> **OBJECTIVE**: Print each of the following items word for word, in the order given.
+++ LISTED ENTRIES +++
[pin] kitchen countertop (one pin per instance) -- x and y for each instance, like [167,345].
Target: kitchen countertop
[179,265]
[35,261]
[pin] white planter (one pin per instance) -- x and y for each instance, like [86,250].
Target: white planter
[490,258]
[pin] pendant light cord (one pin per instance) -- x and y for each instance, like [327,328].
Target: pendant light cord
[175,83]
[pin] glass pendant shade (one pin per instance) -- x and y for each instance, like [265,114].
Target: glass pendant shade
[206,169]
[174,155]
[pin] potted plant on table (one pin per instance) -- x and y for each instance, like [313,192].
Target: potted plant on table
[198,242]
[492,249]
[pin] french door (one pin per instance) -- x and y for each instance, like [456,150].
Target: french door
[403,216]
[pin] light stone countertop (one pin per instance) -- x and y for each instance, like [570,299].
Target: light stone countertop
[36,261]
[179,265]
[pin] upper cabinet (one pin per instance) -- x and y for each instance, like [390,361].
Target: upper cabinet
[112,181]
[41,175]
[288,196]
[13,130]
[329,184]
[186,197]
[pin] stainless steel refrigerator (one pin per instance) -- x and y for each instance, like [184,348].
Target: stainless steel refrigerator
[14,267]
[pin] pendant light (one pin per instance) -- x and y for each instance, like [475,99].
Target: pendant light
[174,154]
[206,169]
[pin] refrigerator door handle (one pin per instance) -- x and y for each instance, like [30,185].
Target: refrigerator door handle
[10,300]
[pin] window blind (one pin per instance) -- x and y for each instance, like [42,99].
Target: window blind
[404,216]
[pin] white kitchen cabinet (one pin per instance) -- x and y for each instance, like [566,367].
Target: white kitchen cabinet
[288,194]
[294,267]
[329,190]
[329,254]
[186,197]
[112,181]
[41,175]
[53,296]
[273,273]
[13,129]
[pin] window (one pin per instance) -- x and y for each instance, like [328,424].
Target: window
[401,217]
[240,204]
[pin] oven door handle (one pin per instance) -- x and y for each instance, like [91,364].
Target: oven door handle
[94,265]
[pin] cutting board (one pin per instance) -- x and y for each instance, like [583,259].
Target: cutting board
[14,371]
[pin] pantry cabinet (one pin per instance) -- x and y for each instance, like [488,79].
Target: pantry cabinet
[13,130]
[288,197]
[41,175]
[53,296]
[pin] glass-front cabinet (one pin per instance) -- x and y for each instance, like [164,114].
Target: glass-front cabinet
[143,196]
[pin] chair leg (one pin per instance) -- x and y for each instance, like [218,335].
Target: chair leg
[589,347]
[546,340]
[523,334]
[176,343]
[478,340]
+++
> **RESULT FOR THIS EXERCISE**:
[pin] kitchen countertop (one pin per instance) -- x and y for each instance, like [167,345].
Target: kitchen countertop
[179,265]
[35,261]
[pin] white planter (one pin per instance) -- x and y for each instance, like [86,250].
Target: white planter
[490,258]
[pin] pendant light cord (one pin per instance) -- x and y for each instance, like [327,328].
Target: pendant light cord
[175,83]
[pin] glass pendant shade (one pin per instance) -- x and y for each instance, like [265,114].
Target: glass pendant shade
[206,169]
[174,155]
[pin] potted plant on table (one pin per instance) -- x and y for each instance, like [313,192].
Target: potted plant on table
[198,242]
[492,249]
[pin] french door (one pin per instance) -- x and y for each instance, like [456,150].
Target: french door
[403,216]
[pin] light stone countertop (one pin per instance) -- x and y for each instance, like [570,299].
Target: light stone countertop
[36,261]
[179,265]
[pin] upper cabinet (one pin per instance) -- x and y for each instance, like [390,361].
Target: upper cabinet
[112,181]
[41,175]
[288,196]
[13,130]
[329,184]
[186,197]
[pin] stainless steel refrigerator (one pin per instance) -- x and y for each instance, like [184,348].
Target: stainless steel refrigerator
[14,267]
[pin] pendant light (one pin per instance) -- x and y for each instance, like [475,99].
Target: pendant light
[174,154]
[206,169]
[pin] refrigerator door handle (one pin per instance) -- x and y for each instance, like [30,185].
Target: refrigerator door handle
[10,300]
[pin] window blind (one pin per instance) -- x and y for each instance, like [42,99].
Target: window blind
[404,216]
[pin] white kitchen cabinet (one pin per instance) -- x and y for each instance, like [566,367].
Target: white kitchen cabinet
[288,194]
[294,267]
[329,190]
[329,254]
[186,197]
[112,181]
[41,175]
[53,296]
[273,273]
[13,129]
[pin] window (one pin per instance) -- x and y for each instance, like [328,424].
Target: window
[401,217]
[240,204]
[pin] oven door handle (one pin per instance) -- x and y for each instance, like [91,364].
Target: oven door handle
[94,265]
[pin] cutting board (one pin per instance) -- x and y for each instance, like [583,259].
Target: cutting board
[14,371]
[pin] pantry cabinet (one pin per instance) -- x and y for each instance, like [488,79].
Target: pantry cabinet
[13,130]
[288,197]
[41,175]
[53,296]
[pin] glass-front cabinet (one pin per instance) -- x and y for each instance, like [164,114].
Target: glass-front cabinet
[143,196]
[pin] chair leg (one pin per instance) -- x and y for each instance, like [218,335].
Target: chair leg
[589,347]
[546,340]
[523,334]
[176,343]
[478,340]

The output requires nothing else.